What this task involves
Count the lines in the listing below that contain the string "medical", treating uppercase and lowercase as different. Reply with the number only.

Supplied material
· · · · · · ·

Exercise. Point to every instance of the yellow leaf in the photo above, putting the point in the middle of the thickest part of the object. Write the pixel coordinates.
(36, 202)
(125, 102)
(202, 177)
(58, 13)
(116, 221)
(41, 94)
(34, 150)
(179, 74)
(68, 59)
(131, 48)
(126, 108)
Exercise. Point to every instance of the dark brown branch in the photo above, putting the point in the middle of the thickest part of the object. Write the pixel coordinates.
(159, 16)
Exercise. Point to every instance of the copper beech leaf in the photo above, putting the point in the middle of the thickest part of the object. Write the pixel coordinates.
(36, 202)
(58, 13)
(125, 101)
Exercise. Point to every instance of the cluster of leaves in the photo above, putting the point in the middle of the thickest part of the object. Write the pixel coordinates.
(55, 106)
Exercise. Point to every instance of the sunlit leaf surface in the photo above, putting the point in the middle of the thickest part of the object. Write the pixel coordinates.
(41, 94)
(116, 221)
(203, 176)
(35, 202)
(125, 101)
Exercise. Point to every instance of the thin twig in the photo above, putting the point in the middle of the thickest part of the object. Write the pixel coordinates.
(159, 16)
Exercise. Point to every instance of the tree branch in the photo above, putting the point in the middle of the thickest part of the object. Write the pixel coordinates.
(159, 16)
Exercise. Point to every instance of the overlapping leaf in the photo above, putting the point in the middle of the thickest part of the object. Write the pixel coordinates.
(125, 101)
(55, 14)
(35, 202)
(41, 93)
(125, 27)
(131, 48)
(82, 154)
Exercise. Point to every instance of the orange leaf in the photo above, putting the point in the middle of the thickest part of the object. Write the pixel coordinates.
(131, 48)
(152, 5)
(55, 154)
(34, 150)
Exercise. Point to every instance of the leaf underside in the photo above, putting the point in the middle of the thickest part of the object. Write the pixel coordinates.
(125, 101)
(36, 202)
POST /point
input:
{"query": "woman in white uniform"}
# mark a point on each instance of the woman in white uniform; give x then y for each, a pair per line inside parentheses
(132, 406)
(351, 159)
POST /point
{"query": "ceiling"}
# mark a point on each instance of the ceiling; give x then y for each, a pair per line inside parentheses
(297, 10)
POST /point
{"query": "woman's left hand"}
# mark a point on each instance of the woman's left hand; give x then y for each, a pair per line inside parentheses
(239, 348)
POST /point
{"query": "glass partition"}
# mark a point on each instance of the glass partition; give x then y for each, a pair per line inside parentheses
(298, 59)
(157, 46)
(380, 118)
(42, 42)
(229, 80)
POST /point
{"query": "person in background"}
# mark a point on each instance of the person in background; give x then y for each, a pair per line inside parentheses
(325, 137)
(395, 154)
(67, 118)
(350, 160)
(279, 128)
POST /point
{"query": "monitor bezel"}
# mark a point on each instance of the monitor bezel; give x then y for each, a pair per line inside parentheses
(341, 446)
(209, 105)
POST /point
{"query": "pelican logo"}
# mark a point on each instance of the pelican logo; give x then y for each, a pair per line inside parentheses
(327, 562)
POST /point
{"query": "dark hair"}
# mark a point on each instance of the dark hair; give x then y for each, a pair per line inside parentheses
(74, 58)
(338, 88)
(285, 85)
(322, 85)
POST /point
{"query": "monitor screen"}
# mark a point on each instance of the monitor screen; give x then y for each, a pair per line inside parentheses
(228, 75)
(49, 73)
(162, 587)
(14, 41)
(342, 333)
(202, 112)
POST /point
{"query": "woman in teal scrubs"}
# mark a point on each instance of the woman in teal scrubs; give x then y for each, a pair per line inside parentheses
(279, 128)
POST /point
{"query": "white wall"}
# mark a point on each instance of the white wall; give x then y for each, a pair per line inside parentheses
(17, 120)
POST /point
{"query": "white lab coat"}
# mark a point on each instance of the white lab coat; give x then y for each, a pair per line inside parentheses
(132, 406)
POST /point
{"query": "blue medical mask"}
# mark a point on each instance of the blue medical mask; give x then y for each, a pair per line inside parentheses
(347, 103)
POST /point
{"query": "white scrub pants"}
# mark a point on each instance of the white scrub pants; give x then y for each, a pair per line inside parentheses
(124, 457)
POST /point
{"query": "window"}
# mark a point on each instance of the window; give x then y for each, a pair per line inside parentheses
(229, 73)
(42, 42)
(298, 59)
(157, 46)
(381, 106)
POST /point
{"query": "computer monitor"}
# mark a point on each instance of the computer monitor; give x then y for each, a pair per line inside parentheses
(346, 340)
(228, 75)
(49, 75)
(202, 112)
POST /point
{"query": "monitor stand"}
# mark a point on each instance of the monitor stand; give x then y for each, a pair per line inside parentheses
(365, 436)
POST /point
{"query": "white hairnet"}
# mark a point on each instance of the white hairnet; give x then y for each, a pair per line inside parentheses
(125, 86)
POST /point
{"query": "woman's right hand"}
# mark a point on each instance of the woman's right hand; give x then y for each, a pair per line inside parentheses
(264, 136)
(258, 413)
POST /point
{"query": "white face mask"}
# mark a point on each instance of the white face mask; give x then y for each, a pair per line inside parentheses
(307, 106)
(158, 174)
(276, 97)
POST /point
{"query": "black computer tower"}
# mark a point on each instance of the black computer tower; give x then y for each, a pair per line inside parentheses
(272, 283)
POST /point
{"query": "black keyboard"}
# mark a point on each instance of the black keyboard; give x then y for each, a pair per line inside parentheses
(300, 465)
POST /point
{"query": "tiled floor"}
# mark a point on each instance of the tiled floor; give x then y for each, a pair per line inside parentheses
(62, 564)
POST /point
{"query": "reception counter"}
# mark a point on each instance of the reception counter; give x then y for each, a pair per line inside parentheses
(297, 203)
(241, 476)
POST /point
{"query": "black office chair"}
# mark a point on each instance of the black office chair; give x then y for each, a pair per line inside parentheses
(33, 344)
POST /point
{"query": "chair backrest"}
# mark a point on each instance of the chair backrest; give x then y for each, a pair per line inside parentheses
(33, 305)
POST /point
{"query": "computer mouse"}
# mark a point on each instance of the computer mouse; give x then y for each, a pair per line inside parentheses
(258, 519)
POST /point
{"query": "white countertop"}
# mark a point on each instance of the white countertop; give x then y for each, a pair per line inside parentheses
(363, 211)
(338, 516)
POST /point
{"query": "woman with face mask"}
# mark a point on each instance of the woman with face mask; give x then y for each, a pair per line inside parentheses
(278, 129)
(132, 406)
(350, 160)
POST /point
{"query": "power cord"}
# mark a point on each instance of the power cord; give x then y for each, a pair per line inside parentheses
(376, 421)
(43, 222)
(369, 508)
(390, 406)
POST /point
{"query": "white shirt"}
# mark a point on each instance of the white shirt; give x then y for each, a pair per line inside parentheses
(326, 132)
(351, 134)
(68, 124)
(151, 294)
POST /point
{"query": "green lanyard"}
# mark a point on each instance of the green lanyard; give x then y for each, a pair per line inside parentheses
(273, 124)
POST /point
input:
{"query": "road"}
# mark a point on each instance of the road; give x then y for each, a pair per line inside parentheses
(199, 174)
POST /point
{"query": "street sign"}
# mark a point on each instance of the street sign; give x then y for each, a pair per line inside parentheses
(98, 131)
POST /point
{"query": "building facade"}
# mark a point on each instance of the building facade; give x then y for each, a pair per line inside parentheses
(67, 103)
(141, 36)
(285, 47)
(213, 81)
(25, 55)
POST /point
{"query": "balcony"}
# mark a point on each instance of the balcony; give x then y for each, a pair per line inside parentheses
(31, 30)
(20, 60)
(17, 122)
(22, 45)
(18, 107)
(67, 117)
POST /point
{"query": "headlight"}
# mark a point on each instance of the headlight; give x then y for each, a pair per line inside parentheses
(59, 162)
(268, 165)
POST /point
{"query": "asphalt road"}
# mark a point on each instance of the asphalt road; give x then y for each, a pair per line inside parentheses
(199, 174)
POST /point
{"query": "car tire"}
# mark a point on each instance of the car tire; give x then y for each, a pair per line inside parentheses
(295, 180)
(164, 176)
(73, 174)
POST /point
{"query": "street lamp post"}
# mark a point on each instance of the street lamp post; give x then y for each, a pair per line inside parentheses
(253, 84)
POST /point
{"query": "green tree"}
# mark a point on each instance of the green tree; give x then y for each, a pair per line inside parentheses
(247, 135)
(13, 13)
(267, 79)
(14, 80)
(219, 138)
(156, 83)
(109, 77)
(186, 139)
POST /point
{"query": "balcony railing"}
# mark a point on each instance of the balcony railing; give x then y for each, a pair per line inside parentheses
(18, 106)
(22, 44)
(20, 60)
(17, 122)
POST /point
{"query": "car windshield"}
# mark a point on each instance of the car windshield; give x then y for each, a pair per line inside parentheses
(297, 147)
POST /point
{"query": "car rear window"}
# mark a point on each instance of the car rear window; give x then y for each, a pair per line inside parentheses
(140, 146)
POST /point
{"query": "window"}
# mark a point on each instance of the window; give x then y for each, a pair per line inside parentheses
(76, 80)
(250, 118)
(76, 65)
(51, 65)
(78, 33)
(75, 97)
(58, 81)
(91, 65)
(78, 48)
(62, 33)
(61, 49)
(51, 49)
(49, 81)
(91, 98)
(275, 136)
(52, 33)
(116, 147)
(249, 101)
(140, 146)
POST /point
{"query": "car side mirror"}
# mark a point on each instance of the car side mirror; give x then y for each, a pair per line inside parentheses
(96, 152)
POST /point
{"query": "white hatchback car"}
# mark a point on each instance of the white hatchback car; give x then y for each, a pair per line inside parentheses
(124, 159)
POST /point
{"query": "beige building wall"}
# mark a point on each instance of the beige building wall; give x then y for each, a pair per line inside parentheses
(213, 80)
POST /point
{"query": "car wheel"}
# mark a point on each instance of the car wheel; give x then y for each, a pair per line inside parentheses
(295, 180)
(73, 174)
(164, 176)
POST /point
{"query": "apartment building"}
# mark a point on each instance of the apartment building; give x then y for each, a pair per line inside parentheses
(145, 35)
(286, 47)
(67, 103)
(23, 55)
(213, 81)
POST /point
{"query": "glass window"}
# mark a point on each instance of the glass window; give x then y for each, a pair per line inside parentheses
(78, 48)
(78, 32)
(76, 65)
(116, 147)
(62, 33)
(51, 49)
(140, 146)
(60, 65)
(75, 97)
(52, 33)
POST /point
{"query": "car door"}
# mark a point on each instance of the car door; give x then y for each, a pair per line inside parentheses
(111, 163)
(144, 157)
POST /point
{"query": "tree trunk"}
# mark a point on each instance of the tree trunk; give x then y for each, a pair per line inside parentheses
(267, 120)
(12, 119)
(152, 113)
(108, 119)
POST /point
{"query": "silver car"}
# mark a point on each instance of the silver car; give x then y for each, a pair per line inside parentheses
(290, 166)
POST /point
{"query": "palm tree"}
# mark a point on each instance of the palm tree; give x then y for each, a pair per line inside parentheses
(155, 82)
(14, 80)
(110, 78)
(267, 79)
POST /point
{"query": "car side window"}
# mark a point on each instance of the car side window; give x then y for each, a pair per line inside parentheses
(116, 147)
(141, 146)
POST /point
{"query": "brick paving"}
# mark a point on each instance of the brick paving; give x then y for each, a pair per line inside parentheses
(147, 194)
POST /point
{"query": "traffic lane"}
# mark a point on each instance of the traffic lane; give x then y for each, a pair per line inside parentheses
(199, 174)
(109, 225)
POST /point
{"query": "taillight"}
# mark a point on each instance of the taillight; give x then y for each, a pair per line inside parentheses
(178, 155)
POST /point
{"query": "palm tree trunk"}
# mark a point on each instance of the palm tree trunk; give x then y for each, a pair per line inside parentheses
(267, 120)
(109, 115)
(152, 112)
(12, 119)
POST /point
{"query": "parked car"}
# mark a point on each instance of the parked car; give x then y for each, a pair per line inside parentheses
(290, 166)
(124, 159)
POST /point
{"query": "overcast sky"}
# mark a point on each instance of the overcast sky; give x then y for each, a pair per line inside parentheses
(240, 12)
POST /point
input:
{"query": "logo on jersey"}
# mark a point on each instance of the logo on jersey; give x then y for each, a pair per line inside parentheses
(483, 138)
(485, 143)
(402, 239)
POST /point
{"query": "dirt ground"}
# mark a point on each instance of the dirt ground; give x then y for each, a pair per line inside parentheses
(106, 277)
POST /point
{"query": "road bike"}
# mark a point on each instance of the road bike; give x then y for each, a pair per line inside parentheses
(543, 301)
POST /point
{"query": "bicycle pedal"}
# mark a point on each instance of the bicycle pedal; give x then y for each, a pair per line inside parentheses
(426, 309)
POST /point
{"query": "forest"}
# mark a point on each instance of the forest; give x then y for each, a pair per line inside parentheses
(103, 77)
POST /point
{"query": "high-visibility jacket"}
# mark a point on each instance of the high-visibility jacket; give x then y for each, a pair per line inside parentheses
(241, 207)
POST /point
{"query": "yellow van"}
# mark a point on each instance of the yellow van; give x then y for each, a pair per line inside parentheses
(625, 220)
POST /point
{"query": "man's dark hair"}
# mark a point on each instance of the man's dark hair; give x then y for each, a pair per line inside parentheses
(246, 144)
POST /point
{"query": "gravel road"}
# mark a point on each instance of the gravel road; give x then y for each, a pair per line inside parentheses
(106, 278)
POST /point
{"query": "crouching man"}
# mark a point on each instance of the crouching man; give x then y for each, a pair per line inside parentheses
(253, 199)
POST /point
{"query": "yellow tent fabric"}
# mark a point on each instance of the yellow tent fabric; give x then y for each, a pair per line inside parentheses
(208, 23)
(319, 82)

· · · · · · ·

Reply
2